(Text):
___

Section 16-4802 - Definitions

Definitions

For the purposes of this chapter, the term:

(1) “Alternate standby guardian” means a person with all the rights, responsibilities, and qualifications of a standby guardian who acts as the standby guardian if the current or originally designated standby guardian repudiates the designation, becomes incapacitated, or dies.

(2) “Attending clinician” means a licensed physician or licensed nurse practitioner who:

(A) Has primary responsibility for the treatment and care of a designator;

(B) Shares the responsibility for the treatment and care of a designator, or is acting on behalf of the licensed physician or licensed nurse practitioner who has primary responsibility for the treatment and care of the designator; or

(C) Is familiar with the designator's medical condition in cases where no licensed physician or licensed nurse practitioner has the responsibility for the treatment and care of a designator.

(3) “Child” means a person under 18 years of age.

(4) “Consent” means a written authorization signed by the designator.

(5) “Court” means the Domestic Relations Branch of the Family Division of the Superior Court of the District of Columbia.

(6) “Debilitation” means those periods when a person cannot care for that person's minor child as a result of a chronic condition caused by physical illness, disease, or injury from which, to a reasonable degree of probability, the designator may not recover.

(7) “Designation” means the written naming of a standby guardian by the designator.

(8) “Designator” means a custodial parent, including a person other than a parent who has physical custody of a child and who has been awarded legal custody or guardianship by a court, who has been diagnosed, in writing, by a licensed clinician to suffer from a chronic condition caused by injury, disease, or illness from which, to a reasonable degree of probability, the designator may not recover.

(9) “Determination of incapacity” means a written determination made by the attending clinician that, to a reasonable degree of certainty, a designator is chronically and substantially unable to understand the nature and consequences of decisions concerning the care of a minor child as a result of a mental or organic impairment and is consequently unable to care for the minor child.

(10) “Incapacity” means a chronic and substantial inability, as a result of a mental or organic impairment, to understand the nature and consequences of decisions concerning the care of a minor child, and a consequent inability to care for the minor child.

(11) “Parent” means the biological parent or adoptive mother or father of a child.

(12) “Standby guardian” means a person named by the designator to assume the duties of a legal custodian of a child upon the occurrence of a triggering event.

(13) “Triggering event” means any of the following 3 events:

(A) The designator's debilitation, with the designator's written acknowledgement of debilitation and consent to commencement of the standby guardianship;

(B) The designator's incapacity as determined by an attending clinician; or

(C) The designator's death.

CREDIT(S)

(June 25, 2002, D.C. Law 14-152, § 2, 49 DCR 4248.)

HISTORICAL AND STATUTORY NOTES

Legislative History of Laws
For Law 14-152, see notes following § 16-4801.

___

(Natural language region descriptions)
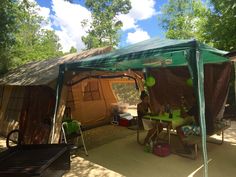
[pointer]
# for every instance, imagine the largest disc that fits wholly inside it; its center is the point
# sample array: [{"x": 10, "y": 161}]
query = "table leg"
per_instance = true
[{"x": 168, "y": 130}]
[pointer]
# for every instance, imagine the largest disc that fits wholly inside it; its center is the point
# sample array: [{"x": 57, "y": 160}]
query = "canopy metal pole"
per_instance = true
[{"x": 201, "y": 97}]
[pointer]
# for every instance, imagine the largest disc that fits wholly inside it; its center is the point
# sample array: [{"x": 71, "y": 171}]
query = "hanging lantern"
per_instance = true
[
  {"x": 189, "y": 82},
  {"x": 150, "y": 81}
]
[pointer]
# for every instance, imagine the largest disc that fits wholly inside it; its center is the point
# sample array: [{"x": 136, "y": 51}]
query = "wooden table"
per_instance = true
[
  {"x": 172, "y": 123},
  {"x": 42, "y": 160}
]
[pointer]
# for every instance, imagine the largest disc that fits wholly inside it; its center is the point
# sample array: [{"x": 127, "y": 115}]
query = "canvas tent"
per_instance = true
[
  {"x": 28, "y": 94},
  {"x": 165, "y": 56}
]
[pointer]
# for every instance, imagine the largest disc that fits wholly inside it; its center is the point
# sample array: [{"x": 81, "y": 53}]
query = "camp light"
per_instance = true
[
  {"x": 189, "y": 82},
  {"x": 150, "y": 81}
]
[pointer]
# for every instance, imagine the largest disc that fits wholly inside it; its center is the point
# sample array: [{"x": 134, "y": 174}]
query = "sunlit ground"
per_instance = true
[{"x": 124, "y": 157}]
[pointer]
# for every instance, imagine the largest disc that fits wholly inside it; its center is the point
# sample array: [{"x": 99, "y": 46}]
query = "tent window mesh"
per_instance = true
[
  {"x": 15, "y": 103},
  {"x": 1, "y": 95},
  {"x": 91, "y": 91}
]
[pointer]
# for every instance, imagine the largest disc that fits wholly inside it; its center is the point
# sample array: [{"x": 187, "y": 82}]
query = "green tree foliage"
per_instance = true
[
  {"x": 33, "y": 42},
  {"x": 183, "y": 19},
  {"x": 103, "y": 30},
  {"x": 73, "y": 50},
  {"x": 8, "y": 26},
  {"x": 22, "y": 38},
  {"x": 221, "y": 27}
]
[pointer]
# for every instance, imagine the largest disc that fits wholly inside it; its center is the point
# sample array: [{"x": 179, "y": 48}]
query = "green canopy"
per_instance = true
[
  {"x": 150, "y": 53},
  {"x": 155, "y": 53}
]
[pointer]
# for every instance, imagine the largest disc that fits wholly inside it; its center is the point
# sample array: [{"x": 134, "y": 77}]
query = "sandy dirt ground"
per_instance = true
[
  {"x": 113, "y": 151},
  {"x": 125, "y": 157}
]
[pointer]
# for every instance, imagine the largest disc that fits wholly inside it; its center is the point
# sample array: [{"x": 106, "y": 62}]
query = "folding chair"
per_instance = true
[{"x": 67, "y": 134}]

___

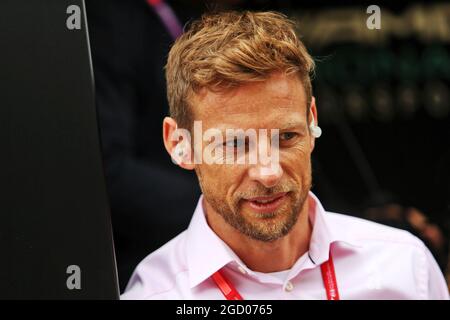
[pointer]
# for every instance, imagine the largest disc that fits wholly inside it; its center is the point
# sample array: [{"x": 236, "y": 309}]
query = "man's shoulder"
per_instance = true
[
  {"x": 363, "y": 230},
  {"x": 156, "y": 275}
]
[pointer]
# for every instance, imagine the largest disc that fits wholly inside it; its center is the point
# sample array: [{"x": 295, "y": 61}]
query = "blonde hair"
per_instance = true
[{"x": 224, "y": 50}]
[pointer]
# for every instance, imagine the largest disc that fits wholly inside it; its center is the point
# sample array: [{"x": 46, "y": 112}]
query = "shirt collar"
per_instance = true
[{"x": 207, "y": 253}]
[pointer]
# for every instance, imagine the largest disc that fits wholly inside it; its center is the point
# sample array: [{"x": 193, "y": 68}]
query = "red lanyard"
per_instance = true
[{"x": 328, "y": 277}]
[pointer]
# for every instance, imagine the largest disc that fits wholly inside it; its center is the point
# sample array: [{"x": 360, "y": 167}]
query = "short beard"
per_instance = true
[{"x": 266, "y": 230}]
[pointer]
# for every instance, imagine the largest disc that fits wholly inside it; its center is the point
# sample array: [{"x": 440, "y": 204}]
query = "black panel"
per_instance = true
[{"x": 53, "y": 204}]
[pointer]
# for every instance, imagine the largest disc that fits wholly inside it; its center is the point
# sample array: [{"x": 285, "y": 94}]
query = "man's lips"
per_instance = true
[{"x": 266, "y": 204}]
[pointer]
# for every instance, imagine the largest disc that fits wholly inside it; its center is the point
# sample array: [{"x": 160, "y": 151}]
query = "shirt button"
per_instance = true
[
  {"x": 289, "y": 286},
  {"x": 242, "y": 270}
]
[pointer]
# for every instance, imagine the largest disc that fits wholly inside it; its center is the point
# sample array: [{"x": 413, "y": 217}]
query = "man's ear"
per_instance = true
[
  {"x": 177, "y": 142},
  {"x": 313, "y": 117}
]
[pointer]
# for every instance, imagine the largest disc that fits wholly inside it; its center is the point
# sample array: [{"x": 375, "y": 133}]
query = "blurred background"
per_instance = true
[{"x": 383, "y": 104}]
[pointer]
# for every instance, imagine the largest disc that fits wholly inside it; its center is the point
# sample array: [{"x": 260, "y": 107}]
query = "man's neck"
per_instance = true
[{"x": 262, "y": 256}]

___

(What to work on):
1. Summarize Section 16-4802 in two sentences.
2. For each statement, say whether it agrees with Section 16-4802 by answering yes or no, and quote the deciding words. (a) A child is anyone under 18 years of age. (b) A designator can give consent by saying it out loud. (c) The court named in this section is the Domestic Relations Branch of the Family Division of the Superior Court of the District of Columbia.
3. Repeat Section 16-4802 word for word, from "(C) Is familiar" up to and including "signed by the designator.".
The material has nothing to do with Section 16-4802.

(List of solutions):
1. Section 16-4802 defines terms for its chapter, including "designator," a custodial parent diagnosed in writing by a licensed clinician with a chronic condition from which the designator may not recover, and "standby guardian," a person the designator names to take on the duties of a child's legal custodian when a triggering event occurs. The three triggering events are the designator's debilitation (with written acknowledgement and consent), the designator's incapacity as determined by an attending clinician, and the designator's death.

2.
(a) Yes: "“Child” means a person under 18 years of age."
(b) No: "“Consent” means a written authorization signed by the designator."
(c) Yes: "“Court” means the Domestic Relations Branch of the Family Division of the Superior Court of the District of Columbia."

3.
(C) Is familiar with the designator's medical condition in cases where no licensed physician or licensed nurse practitioner has the responsibility for the treatment and care of a designator.

(3) “Child” means a person under 18 years of age.

(4) “Consent” means a written authorization signed by the designator.